━━ Source records
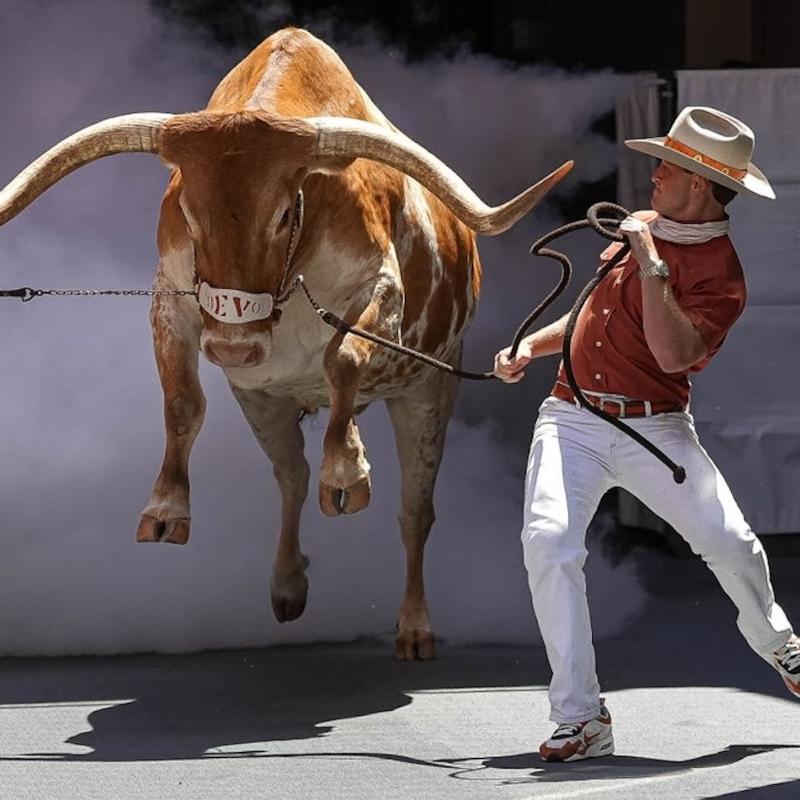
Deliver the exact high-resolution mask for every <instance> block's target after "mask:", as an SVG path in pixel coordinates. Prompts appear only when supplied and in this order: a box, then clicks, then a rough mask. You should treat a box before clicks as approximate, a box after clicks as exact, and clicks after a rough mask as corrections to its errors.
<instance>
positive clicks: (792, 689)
mask: <svg viewBox="0 0 800 800" xmlns="http://www.w3.org/2000/svg"><path fill="white" fill-rule="evenodd" d="M781 678H783V682H784V683H785V684H786V688H787V689H788V690H789V691H790V692H791V693H792V694H793V695H794V696H795V697H796V698H797V699H798V700H800V682H797V683H795V682H794V681H790V680H789V679H788V678H787V677H786V676H785V675H781Z"/></svg>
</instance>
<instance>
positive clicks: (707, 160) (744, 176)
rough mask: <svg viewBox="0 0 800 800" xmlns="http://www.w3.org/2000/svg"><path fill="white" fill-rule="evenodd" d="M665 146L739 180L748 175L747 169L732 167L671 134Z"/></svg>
mask: <svg viewBox="0 0 800 800" xmlns="http://www.w3.org/2000/svg"><path fill="white" fill-rule="evenodd" d="M664 147H669V149H670V150H676V151H677V152H679V153H683V155H685V156H689V158H691V159H692V160H693V161H697V162H699V163H700V164H705V165H706V166H707V167H712V168H713V169H715V170H717V171H719V172H721V173H722V174H723V175H727V176H728V177H730V178H735V179H736V180H737V181H742V180H743V179H744V177H745V175H747V170H746V169H739V168H738V167H731V166H729V165H728V164H723V163H722V162H721V161H717V160H716V159H713V158H710V157H709V156H707V155H705V154H703V153H701V152H700V151H699V150H695V149H694V148H693V147H689V145H686V144H683V142H679V141H678V140H677V139H673V138H672V137H671V136H667V138H666V139H665V140H664Z"/></svg>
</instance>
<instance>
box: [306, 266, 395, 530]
mask: <svg viewBox="0 0 800 800" xmlns="http://www.w3.org/2000/svg"><path fill="white" fill-rule="evenodd" d="M360 307H361V308H363V303H362V304H361V306H360ZM358 308H359V307H358V306H355V307H354V308H353V309H351V310H350V312H349V313H348V314H347V315H346V317H345V318H346V320H347V322H349V323H351V324H353V325H355V326H357V327H359V328H363V329H365V330H368V331H370V332H372V333H376V334H377V335H379V336H382V337H385V338H389V339H395V340H396V339H397V338H398V336H399V328H400V320H401V316H402V295H401V293H400V291H399V289H398V288H397V285H396V283H395V282H394V281H393V280H391V279H390V278H386V279H382V280H381V281H380V282H379V284H378V285H377V287H376V289H375V291H374V292H373V294H372V298H371V301H370V302H369V304H368V305H367V307H366V308H363V311H361V313H360V314H359V313H358V310H357V309H358ZM376 347H377V345H376V344H374V343H373V342H370V341H368V340H366V339H361V338H359V337H357V336H355V335H353V334H347V335H344V336H343V335H342V334H340V333H337V334H336V336H334V337H333V339H332V340H331V342H330V344H329V345H328V347H327V349H326V351H325V362H324V363H325V381H326V383H327V386H328V397H329V400H330V407H331V414H330V420H329V422H328V428H327V430H326V432H325V440H324V442H323V452H322V467H321V469H320V476H319V504H320V508H321V509H322V512H323V513H324V514H327V515H328V516H329V517H335V516H338V515H339V514H354V513H356V512H357V511H361V509H363V508H366V507H367V506H368V505H369V500H370V480H369V462H368V461H367V457H366V453H365V451H364V445H363V444H362V443H361V437H360V436H359V433H358V426H357V425H356V423H355V420H354V419H353V414H354V410H355V400H356V395H357V394H358V388H359V384H360V381H361V377H362V375H363V373H364V371H365V369H366V368H367V366H368V365H369V361H370V357H371V356H372V354H373V352H374V350H375V348H376Z"/></svg>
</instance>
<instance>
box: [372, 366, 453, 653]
━━━━
▶ [Task statement] Since the pictures are not part of the copy, transcribe only the remaining material, exactly.

▶ [The completed task]
Deliver the exact high-resolution mask for every <instance> block's target after "mask:", as an SVG path in pixel coordinates. Prompts appear only when supplied and in this order: a box, then clicks, then a rough mask. You should treat a box before clicks as approximate, a box after clicks as exact, and clicks after a rough mask as corrections to its errors.
<instance>
positive clicks: (792, 689)
mask: <svg viewBox="0 0 800 800" xmlns="http://www.w3.org/2000/svg"><path fill="white" fill-rule="evenodd" d="M781 678H783V682H784V683H785V684H786V688H787V689H788V690H789V691H790V692H791V693H792V694H793V695H794V696H795V697H796V698H797V699H798V700H800V682H797V683H795V682H794V681H790V680H789V679H788V678H787V677H786V676H785V675H781Z"/></svg>
</instance>
<instance>
positive clicks: (707, 160) (744, 176)
rough mask: <svg viewBox="0 0 800 800" xmlns="http://www.w3.org/2000/svg"><path fill="white" fill-rule="evenodd" d="M665 146L739 180L748 175L747 169L732 167L671 134Z"/></svg>
mask: <svg viewBox="0 0 800 800" xmlns="http://www.w3.org/2000/svg"><path fill="white" fill-rule="evenodd" d="M664 147H669V149H670V150H676V151H677V152H679V153H683V155H685V156H689V158H691V159H692V160H693V161H697V162H699V163H700V164H705V165H706V166H707V167H712V168H713V169H715V170H717V171H719V172H721V173H722V174H723V175H727V176H728V177H730V178H735V179H736V180H737V181H742V180H743V179H744V177H745V175H747V170H746V169H739V168H738V167H731V166H729V165H728V164H723V163H722V162H721V161H717V160H716V159H713V158H710V157H709V156H707V155H705V154H703V153H701V152H700V151H699V150H695V149H694V148H693V147H689V145H686V144H683V142H679V141H678V140H677V139H673V138H672V137H671V136H667V138H666V139H665V140H664Z"/></svg>
</instance>
<instance>
box: [306, 266, 395, 530]
mask: <svg viewBox="0 0 800 800" xmlns="http://www.w3.org/2000/svg"><path fill="white" fill-rule="evenodd" d="M360 307H361V308H363V303H362V304H361V306H360ZM358 308H359V307H358V306H355V307H354V308H353V309H351V310H350V312H349V313H348V314H347V315H346V317H345V318H346V320H347V322H349V323H351V324H353V325H355V326H357V327H359V328H363V329H365V330H368V331H370V332H372V333H376V334H377V335H379V336H382V337H385V338H389V339H395V340H396V339H397V338H398V336H399V328H400V320H401V316H402V295H401V293H400V291H399V289H398V288H397V285H396V283H395V282H394V281H393V280H391V279H390V278H386V279H382V280H381V281H380V282H379V284H378V285H377V287H376V289H375V291H374V292H373V294H372V298H371V301H370V302H369V304H368V305H367V307H366V308H363V311H361V313H360V314H359V313H358V310H357V309H358ZM376 347H377V345H376V344H374V343H373V342H370V341H368V340H366V339H361V338H359V337H357V336H355V335H353V334H347V335H344V336H343V335H342V334H340V333H337V334H336V336H334V337H333V339H332V340H331V342H330V344H329V345H328V347H327V349H326V351H325V362H324V363H325V381H326V383H327V386H328V397H329V400H330V407H331V414H330V420H329V422H328V428H327V430H326V432H325V440H324V442H323V452H322V467H321V469H320V476H319V504H320V508H321V509H322V512H323V513H324V514H327V515H328V516H329V517H335V516H338V515H339V514H354V513H356V512H357V511H361V509H363V508H366V507H367V506H368V505H369V500H370V480H369V462H368V461H367V457H366V453H365V451H364V445H363V444H362V443H361V437H360V436H359V433H358V426H357V425H356V423H355V420H354V419H353V414H354V410H355V400H356V395H357V394H358V388H359V384H360V381H361V377H362V375H363V373H364V371H365V369H366V368H367V366H368V365H369V361H370V357H371V356H372V354H373V352H374V350H375V348H376Z"/></svg>
</instance>
<instance>
box: [372, 366, 453, 653]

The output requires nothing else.